(Stored data entries)

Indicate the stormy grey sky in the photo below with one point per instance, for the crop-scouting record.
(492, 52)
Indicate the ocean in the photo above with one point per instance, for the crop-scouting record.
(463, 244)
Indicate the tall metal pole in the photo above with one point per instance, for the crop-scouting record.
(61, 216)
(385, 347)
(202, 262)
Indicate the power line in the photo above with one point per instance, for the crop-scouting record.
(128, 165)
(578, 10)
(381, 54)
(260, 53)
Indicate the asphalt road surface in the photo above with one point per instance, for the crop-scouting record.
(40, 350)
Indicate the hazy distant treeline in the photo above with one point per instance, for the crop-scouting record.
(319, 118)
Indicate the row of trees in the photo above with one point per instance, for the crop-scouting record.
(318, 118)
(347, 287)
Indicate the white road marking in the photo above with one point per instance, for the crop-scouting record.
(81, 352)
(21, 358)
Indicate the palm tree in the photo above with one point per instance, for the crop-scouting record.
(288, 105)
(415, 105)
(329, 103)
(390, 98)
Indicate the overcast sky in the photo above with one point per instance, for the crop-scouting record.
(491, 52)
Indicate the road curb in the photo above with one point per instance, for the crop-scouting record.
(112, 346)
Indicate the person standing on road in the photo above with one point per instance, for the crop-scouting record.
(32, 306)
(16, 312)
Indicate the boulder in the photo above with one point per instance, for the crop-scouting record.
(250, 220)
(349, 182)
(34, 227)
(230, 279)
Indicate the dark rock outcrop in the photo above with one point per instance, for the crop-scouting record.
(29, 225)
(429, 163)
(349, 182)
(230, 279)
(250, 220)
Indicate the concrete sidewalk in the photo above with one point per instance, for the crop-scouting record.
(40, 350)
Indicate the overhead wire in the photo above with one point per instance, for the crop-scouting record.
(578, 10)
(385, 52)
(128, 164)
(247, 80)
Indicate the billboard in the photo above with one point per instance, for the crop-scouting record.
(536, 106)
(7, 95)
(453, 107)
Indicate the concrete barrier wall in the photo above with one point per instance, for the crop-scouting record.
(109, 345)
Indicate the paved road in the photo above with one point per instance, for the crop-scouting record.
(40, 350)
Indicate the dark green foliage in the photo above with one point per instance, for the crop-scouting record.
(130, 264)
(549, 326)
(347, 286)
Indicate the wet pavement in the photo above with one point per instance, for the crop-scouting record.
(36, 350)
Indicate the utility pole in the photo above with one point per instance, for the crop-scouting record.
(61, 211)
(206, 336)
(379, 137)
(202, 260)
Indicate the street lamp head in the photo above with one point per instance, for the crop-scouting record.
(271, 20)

◆ **PROMPT**
When transcribing the data, keep every line exactly as it is.

◆ **TASK RESPONSE**
Indicate the stormy grey sky in the photo below with one point per instance, for the crop-scouting record.
(492, 52)
Indicate the ocean in the photo above with one point per instance, for the crop-scouting record.
(463, 244)
Indicate the tall metal pole in the photo above with one point per instance, for the crop-scouting record.
(61, 216)
(385, 347)
(202, 262)
Indicate the power line in the photo above with one point per instance, for the crop-scouting record.
(128, 165)
(578, 10)
(381, 54)
(260, 53)
Indicate the asphalt road surface in the photo above with one point per instance, for the crop-scouting record.
(40, 350)
Indicate the hazy distant treeline in the photo above with one point per instance, for the crop-scouting record.
(319, 118)
Indicate the row of trees in the photo above with one point per instance, for the crop-scouting record.
(318, 118)
(347, 287)
Indicate the white road marking in the photo above with one point per instance, for the crop-scouting record.
(81, 352)
(21, 358)
Indicate the palm tree in the photo above with one point per instance, for the crop-scouting record.
(288, 105)
(415, 105)
(329, 103)
(390, 98)
Indicate the overcast sky in the photo above with one point per instance, for the crop-scouting record.
(491, 52)
Indicate the road curb in the photo above with one point per instance, for the crop-scouting record.
(112, 346)
Indicate the person standing on road in the photo above with one point per instance, for the crop-scouting record.
(32, 306)
(16, 312)
Indicate the boulder in the photo above with one point per instance, for the crop-scouting record.
(250, 220)
(349, 182)
(34, 227)
(230, 279)
Indicate the dark rock outcrop in the photo above with one point per instance, for the crop-scouting record.
(29, 225)
(429, 163)
(349, 182)
(230, 279)
(250, 220)
Indicate the concrete sidewalk in the photo above with one point per instance, for the crop-scouting record.
(40, 350)
Indicate the overhead wire in the photo above with one point per instance, for the crop-scouting record.
(578, 10)
(385, 52)
(128, 164)
(247, 80)
Indicate the billboard in the photo above with one point per instance, for the crop-scouting record.
(536, 106)
(7, 95)
(453, 107)
Indicate the concrete barrier wall in the photo above with one point per instance, for the crop-scouting record.
(109, 345)
Indicate the paved road in the photo above with one point per instance, for the crop-scouting record.
(40, 350)
Indicate the dark green foliage in the photo above with one point per instance, for the crop-scouting record.
(130, 264)
(549, 326)
(347, 286)
Indicate the wet pavement in the photo above with one point per instance, for the crop-scouting record.
(36, 350)
Indicate the utility pole in the photo above with one point per instance, for the crop-scouting record.
(61, 211)
(206, 336)
(379, 137)
(202, 260)
Indicate the street lamp head in the photo above with one point per instance, for the crop-scouting record.
(271, 20)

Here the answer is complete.